Brief →
Return every line below in which "lion" appears.

Record extracts →
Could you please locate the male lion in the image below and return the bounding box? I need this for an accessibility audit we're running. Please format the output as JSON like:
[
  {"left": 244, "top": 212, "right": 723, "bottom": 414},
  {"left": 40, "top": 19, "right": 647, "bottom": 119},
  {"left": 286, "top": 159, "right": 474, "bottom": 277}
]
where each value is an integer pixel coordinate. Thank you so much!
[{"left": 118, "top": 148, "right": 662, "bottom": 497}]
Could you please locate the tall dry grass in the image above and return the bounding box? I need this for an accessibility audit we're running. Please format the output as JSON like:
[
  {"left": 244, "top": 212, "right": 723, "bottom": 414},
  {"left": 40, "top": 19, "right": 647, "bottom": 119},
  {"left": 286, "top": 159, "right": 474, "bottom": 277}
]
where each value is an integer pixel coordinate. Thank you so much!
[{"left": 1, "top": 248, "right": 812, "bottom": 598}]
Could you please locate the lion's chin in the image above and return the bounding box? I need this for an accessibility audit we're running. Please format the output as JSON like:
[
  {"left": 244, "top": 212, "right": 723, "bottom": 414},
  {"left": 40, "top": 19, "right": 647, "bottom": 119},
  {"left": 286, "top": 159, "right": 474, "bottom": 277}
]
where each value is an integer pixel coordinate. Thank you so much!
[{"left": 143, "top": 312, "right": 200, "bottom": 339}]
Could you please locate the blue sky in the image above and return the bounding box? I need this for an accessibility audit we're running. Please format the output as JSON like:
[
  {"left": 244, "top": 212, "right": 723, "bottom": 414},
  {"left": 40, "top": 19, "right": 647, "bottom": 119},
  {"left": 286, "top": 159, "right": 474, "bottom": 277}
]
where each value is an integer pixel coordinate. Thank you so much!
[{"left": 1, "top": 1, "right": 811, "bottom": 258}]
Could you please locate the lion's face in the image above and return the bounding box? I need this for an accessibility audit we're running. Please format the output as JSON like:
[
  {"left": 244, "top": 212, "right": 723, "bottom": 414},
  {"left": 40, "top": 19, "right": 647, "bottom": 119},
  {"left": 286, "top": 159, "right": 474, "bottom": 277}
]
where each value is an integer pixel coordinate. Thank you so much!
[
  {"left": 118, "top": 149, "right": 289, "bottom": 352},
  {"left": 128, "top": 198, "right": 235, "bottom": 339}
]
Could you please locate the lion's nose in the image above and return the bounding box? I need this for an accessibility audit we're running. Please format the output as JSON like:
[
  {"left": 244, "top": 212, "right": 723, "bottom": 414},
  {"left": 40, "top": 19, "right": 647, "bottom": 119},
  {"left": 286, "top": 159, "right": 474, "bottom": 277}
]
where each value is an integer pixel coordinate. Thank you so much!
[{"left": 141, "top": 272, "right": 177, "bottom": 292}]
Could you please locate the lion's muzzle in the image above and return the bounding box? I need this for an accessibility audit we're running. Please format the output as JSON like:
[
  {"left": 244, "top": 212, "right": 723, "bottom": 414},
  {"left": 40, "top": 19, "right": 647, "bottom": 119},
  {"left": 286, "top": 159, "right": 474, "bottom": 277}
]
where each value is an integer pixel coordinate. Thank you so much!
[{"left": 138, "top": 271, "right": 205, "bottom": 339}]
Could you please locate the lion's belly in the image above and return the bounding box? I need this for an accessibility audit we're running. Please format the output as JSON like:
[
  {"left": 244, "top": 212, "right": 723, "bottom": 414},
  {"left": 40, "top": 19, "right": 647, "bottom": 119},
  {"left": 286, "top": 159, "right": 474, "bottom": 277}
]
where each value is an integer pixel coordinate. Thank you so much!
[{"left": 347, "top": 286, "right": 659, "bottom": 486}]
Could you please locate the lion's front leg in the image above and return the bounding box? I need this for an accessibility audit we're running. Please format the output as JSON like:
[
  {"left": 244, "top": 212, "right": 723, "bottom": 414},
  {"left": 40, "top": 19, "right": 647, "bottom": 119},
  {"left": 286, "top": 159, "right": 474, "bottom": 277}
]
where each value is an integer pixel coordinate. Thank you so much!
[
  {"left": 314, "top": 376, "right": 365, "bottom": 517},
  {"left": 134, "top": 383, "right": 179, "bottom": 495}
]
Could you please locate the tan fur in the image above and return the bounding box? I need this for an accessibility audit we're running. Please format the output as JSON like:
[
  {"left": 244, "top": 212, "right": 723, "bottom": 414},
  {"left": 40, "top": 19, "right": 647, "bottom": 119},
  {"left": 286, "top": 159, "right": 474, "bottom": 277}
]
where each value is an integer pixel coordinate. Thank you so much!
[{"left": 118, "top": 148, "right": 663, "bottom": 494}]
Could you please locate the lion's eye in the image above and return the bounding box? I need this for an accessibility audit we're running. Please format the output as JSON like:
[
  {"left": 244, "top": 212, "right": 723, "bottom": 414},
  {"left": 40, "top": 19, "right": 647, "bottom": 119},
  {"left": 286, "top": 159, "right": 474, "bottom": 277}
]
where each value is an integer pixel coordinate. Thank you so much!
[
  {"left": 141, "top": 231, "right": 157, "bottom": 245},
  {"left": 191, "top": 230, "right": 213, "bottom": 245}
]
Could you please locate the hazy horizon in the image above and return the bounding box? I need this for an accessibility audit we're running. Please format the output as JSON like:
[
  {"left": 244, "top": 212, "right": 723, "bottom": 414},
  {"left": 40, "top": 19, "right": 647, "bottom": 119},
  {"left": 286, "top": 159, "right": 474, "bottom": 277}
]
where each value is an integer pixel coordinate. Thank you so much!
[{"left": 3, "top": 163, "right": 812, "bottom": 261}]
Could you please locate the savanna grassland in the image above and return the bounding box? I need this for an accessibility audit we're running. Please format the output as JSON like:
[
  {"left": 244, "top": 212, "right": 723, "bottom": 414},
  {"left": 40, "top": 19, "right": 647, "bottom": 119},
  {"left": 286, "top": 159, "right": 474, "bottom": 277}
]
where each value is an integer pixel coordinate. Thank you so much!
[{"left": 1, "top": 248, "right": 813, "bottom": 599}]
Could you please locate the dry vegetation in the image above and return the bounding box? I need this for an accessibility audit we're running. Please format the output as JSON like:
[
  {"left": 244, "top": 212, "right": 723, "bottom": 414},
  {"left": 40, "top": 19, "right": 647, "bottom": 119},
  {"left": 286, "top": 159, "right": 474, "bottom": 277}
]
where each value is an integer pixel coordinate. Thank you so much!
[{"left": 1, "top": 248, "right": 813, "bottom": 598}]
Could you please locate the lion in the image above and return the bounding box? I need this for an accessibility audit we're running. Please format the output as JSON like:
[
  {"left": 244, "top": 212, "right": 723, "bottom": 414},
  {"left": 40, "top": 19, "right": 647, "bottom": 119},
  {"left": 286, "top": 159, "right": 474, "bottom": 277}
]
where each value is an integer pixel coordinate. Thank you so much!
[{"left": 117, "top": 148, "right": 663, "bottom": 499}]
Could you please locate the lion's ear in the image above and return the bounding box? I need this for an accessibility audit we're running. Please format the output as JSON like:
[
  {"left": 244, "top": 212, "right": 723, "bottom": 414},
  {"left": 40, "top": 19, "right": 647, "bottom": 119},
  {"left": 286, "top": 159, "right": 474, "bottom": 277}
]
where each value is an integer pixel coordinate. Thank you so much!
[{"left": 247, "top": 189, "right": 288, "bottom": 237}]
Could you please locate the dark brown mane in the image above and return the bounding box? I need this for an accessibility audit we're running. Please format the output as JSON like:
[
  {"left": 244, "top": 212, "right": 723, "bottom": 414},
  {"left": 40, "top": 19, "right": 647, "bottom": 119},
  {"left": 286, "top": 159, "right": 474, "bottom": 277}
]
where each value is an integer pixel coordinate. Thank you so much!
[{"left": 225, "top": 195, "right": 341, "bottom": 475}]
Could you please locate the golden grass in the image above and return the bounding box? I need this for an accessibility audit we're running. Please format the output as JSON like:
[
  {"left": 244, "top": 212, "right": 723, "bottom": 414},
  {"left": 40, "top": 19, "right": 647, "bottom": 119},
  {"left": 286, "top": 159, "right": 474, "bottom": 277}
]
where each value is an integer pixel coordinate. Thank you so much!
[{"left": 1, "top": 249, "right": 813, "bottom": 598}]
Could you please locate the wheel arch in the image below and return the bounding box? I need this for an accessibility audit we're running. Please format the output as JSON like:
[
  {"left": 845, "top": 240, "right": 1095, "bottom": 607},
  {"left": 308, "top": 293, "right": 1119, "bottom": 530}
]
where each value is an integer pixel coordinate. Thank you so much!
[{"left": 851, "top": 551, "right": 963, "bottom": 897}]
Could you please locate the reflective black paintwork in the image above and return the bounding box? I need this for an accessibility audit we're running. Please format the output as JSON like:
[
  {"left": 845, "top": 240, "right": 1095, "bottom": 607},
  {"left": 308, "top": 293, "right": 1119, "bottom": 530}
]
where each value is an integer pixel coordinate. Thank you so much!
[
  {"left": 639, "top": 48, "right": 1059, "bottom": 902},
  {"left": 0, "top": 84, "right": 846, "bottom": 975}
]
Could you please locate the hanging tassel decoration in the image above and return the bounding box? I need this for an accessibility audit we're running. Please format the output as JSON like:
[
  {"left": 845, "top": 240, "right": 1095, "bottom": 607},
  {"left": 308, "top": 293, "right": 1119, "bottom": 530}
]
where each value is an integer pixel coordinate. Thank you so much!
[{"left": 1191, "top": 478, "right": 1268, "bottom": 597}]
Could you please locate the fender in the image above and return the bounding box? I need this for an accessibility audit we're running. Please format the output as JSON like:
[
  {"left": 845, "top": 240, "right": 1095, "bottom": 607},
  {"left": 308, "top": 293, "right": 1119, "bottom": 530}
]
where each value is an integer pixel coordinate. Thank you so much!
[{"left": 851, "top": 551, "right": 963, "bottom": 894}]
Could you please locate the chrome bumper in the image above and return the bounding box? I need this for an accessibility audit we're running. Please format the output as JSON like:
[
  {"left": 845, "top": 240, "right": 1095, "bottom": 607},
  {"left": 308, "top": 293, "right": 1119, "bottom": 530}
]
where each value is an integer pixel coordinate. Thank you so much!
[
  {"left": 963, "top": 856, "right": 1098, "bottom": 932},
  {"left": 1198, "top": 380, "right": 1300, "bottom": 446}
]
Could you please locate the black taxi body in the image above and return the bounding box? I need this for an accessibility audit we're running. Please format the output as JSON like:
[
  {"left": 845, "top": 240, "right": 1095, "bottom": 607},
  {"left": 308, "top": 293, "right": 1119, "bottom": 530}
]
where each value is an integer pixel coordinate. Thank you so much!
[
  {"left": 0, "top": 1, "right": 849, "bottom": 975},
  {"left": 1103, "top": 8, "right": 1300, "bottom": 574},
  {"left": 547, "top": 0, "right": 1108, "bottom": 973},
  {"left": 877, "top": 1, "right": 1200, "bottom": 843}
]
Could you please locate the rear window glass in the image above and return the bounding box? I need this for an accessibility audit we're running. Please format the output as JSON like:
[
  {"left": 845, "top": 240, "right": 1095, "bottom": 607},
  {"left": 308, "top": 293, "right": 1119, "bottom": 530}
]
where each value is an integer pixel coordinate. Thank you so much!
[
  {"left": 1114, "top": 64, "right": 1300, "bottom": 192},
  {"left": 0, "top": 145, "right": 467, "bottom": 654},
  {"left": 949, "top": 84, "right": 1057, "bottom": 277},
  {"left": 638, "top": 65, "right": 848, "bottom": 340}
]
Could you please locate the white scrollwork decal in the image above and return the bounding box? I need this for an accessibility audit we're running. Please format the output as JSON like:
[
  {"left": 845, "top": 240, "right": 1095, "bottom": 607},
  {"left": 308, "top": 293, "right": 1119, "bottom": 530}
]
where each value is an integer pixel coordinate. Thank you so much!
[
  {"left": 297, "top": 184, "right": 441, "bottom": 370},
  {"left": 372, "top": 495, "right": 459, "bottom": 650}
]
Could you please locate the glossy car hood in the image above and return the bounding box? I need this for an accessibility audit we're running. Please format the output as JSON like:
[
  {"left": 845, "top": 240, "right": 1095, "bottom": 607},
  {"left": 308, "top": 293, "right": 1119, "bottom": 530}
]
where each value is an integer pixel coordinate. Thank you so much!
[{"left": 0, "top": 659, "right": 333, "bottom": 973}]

Solved problem →
Could you please locate the male lion in the image below and return the bounding box? I need this for an accessibility audit we're running. Please format the output as JSON like:
Could you please locate the lion's chin in the image above and return the bounding box? I need this for an accessibility audit we're running. Please format the output as JSON like:
Could you please locate the lion's face in the image above and return the bounding box? I need this for an accessibility audit we're running. Please format the output as JSON like:
Could you please locate the lion's nose in the image above and return the bounding box? I need this for an accessibility audit we're running. Please format the output as JSON like:
Could you please locate the lion's muzzle in the image above and return the bounding box? I need this for an accessibility audit we're running. Please format the output as JSON like:
Could you please locate the lion's belly in the image above and return the bounding box? I need this for an accessibility audit we're running. Please format the output as JSON like:
Could you please locate the lion's front leg in the image above and return the bounding box? I need this for an accessibility audit we're running. Please format the output as JSON like:
Could you please locate the lion's eye in the image above and return the bounding box? I need this for an accessibility audit we're running. Please format the output as JSON like:
Could you please locate the lion in the image above and return the bounding box? I need this for an accessibility audit we're running. Please format the output as JSON like:
Could you please locate the lion's ear in the image above and return the bounding box? I need this for an accessibility audit we're running. Please format the output as JSON like:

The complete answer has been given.